DATA EXTRACT.

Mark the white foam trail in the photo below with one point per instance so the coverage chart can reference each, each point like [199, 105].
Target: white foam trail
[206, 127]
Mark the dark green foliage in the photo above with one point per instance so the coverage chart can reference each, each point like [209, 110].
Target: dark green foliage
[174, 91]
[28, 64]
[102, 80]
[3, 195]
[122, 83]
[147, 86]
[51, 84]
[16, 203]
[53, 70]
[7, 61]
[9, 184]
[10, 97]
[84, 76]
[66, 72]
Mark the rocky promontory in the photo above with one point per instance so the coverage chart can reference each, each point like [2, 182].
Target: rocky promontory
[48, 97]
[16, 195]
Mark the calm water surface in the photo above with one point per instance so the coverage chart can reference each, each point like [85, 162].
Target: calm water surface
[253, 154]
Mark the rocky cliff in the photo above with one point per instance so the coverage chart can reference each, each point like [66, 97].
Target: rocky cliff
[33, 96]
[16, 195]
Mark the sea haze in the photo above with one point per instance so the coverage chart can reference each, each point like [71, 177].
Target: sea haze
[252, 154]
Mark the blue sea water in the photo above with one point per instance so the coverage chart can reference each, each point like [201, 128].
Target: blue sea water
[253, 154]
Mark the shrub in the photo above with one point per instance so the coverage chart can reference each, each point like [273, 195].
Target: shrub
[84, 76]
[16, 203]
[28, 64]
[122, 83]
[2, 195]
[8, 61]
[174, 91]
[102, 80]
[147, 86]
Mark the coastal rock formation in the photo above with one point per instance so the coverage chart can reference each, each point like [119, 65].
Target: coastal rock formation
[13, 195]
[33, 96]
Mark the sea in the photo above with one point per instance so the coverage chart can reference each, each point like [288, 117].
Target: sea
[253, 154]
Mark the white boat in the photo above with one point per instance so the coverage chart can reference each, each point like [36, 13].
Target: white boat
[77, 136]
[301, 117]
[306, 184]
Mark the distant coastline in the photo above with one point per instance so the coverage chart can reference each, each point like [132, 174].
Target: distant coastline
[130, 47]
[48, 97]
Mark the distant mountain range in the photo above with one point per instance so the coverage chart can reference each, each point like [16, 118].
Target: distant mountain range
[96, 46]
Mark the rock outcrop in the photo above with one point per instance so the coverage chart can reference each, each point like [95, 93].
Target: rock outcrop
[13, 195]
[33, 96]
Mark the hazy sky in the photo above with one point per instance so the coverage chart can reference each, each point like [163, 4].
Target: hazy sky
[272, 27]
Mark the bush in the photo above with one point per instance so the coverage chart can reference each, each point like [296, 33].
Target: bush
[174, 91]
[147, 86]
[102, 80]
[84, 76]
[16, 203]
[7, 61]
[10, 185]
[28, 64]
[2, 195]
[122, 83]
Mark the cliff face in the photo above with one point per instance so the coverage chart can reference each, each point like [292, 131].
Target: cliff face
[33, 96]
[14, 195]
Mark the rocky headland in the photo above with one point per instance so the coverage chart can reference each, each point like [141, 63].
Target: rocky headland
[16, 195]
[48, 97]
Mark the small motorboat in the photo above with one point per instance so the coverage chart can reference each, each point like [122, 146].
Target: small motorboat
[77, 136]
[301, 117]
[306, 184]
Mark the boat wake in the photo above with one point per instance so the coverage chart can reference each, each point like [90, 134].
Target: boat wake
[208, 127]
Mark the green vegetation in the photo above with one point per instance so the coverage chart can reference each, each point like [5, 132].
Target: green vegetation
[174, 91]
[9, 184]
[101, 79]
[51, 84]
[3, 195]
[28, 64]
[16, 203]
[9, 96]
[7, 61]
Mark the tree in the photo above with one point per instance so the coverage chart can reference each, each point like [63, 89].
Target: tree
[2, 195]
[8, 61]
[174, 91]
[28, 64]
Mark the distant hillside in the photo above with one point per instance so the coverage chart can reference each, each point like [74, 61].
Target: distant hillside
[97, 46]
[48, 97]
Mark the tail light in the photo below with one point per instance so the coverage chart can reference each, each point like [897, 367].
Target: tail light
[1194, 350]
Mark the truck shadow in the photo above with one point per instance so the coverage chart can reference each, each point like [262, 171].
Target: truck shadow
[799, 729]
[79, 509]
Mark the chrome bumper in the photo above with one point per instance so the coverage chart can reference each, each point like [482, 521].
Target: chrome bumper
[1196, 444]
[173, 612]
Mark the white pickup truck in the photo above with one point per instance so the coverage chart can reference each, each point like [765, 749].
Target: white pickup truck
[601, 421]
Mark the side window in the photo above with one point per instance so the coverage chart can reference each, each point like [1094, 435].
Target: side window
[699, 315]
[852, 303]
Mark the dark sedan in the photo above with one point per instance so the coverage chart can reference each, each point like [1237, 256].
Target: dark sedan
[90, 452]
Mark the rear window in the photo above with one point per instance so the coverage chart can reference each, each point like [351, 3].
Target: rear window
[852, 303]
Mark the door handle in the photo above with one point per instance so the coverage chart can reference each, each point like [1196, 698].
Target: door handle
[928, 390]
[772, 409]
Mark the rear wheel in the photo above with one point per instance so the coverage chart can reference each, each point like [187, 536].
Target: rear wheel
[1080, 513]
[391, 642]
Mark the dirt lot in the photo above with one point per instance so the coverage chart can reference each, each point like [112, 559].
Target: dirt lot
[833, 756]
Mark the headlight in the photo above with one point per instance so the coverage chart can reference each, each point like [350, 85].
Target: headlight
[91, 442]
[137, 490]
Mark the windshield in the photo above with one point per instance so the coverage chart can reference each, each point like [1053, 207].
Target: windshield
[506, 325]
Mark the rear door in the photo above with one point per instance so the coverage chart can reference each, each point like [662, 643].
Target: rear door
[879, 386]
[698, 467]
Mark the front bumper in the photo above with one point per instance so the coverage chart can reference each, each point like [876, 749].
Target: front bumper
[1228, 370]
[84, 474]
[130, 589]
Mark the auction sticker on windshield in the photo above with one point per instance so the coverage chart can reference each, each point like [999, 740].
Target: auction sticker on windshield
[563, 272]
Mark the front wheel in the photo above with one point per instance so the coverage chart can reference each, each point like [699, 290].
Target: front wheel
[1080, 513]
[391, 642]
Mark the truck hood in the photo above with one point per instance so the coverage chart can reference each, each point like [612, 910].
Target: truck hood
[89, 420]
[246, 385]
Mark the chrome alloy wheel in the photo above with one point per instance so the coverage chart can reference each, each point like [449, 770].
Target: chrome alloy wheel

WHAT IS EXPECTED.
Set down the data in full, word for word.

SOLUTION TO THIS TASK.
Mark the white foam trail in the photo below with one point per instance so the coverage chart can reference each, each point like [199, 105].
Target: white foam trail
[206, 127]
Mark the dark green foliage in the photo above with one point per instance so the coverage chart can reference each, each point like [209, 110].
Target: dark green foliage
[174, 91]
[28, 64]
[102, 80]
[3, 195]
[122, 83]
[147, 86]
[51, 84]
[16, 203]
[53, 70]
[7, 61]
[9, 184]
[10, 97]
[84, 76]
[66, 72]
Mark the rocky promontory in the photo above with one point per instance so the coverage chart can reference each, each point like [2, 182].
Target: rocky promontory
[48, 97]
[16, 195]
Mark the calm water surface in the photo above with one point per instance so the coverage chart can reference each, each point like [85, 162].
Target: calm water surface
[253, 154]
Mark the rocky cliff in the photo above with one point per instance so the coverage chart can reference each, each point like [66, 97].
Target: rocky cliff
[33, 96]
[16, 195]
Mark the sea haze in the photo above with one point per instance so the coverage chart can reference each, each point like [71, 177].
Target: sea haze
[252, 154]
Mark the blue sea water in the photo above with one point per instance so the coverage chart can reference each, each point like [201, 128].
Target: blue sea water
[253, 154]
Mark the shrub in the photo above with one point per instance so the coverage chart can reference each, each point like [273, 195].
Target: shrub
[84, 76]
[16, 203]
[28, 64]
[122, 83]
[2, 195]
[8, 61]
[174, 91]
[102, 80]
[147, 86]
Mark the coastal rock formation in the photo above with one point per instance so the coverage chart can reference each, each point like [119, 65].
Target: coastal rock formation
[13, 195]
[33, 96]
Mark the sea in the photo above with one point per instance so the coverage chart can reference each, each point like [288, 117].
Target: sea
[253, 154]
Mark the white boat in the photo above with one point per instance so the coverage chart can reference each, each point like [36, 13].
Target: white boat
[77, 136]
[301, 117]
[306, 184]
Mark the distant coastline in the photo above with one point per instance so the coverage chart can reference each, each point like [132, 174].
Target: distant coastline
[130, 47]
[48, 97]
Mark the distant mountain range in the photo above with one point per instance so the coverage chart can reference each, each point like [16, 118].
Target: distant mountain range
[96, 46]
Mark the rock outcrop in the photo above with one point per instance so the coverage chart can reference each, each point like [95, 93].
Target: rock outcrop
[13, 195]
[33, 96]
Mark the hazy sky in the photo above with one point per instance so the coverage chart can reference each, each point like [163, 4].
Target: hazy sky
[272, 27]
Mark the bush in the photo above with one point per instance so the coverage chart can reference each, each point like [296, 33].
Target: bush
[174, 91]
[147, 86]
[102, 80]
[84, 76]
[16, 203]
[7, 61]
[10, 185]
[28, 64]
[2, 195]
[122, 83]
Mark the cliff face in the photo above with one point per instance so the coverage chart can reference each, each point like [292, 131].
Target: cliff face
[33, 96]
[14, 195]
Mark the rocky headland in the photo above with one point per instance so the coverage chart can reference each, each point like [141, 63].
Target: rocky headland
[16, 195]
[48, 97]
Mark the small motorboat in the photo above with one point per instance so the coverage chart can reference each, each point like [122, 146].
Target: small motorboat
[77, 136]
[301, 117]
[306, 184]
Mark the boat wake in the photo above with one point per instance so the coverage chart can reference each, each point like [90, 134].
Target: boat wake
[208, 127]
Mark the green vegetation in the photo above with one point per instance so the coverage chart can reference each, each point like [5, 132].
Target: green vegetation
[174, 91]
[9, 184]
[101, 79]
[51, 84]
[3, 195]
[28, 64]
[16, 203]
[9, 96]
[7, 61]
Mark the tree in the photo above with one point per instance so the coverage chart can reference each, each point like [63, 89].
Target: tree
[2, 195]
[8, 61]
[174, 91]
[28, 64]
Mark the distant hillside in the photo above with one point per instance so the coverage chart can reference each, each point like [74, 61].
Target: distant hillside
[97, 46]
[48, 97]
Mark the tail light in the photo below with one point per instance so the coverage chart can reference each, each point like [897, 367].
Target: tail light
[1194, 350]
Mark the truck shadow in the photo above with one point per instance so the coverage chart can reference each, each point like [262, 171].
Target: truck shadow
[799, 729]
[79, 509]
Mark the chrome bumper in the photo above with one point per instance so the coverage chart can reference each, each point like [482, 521].
Target: chrome bumper
[1196, 444]
[173, 612]
Mark the white pickup truck in the photo above with one point per instance so the coverage chart can reference each, each point like [765, 749].
Target: white pickup truck
[601, 421]
Mark the side window in the photo above with one point per instance so the coverage chart can reference each, each point like [1094, 435].
Target: side window
[699, 315]
[852, 303]
Mark the dark sedan in the photo above with one point per instance so the coverage chart can reference each, each point like [1237, 256].
Target: dark sedan
[90, 452]
Mark the rear window in the photo above with one point per instance so the coverage chart can reference each, each point like [351, 3].
Target: rear window
[852, 303]
Mark the door handle in the photo above with one point per instance so the coverage chart can reference each, each point like [1196, 698].
Target: door handle
[928, 390]
[772, 409]
Mark the rear wheel in the photo above with one point per instance so the coverage chart can reference each, each point like [187, 536].
Target: rear wheel
[1080, 513]
[391, 642]
Mark the dirt lot in the photo above with one point per instance so the coverage chart can reference each, each point like [112, 559].
Target: dirt lot
[833, 756]
Mark the headlight in the photo above with one point per instance so the coverage chart can reference each, each point like [350, 85].
Target: headlight
[91, 442]
[137, 490]
Mark the windshield in the photo above with one point per instance so the coverage chart can reference each, each point like [1053, 207].
Target: windshield
[506, 325]
Mark the rear door in the photo above with one point per instance so the coverage chart can reference each, each point like [662, 643].
Target: rear door
[879, 386]
[698, 467]
Mark the front bumper in the photo above with one point per instance so the coverage chart can reference each, each point like [876, 749].
Target: front bumper
[1228, 370]
[84, 474]
[130, 589]
Mark the auction sticker on windshield in the photo above with one point per instance so the coverage chart can reference each, each point like [999, 740].
Target: auction sticker on windshield
[563, 272]
Mark the front wheel in the photo above with one point per instance so the coverage chart can reference each, each point like [699, 290].
Target: front wheel
[1080, 513]
[391, 642]
Mark the truck hood in the photo above with one point per instance so the coverage chart can reference each, each point like [612, 910].
Target: truck hood
[89, 420]
[246, 385]
Mark the chrome alloy wheel in the photo above with one point per instance so the coverage chart can reference each, each point like [449, 770].
Target: chrome alloy wheel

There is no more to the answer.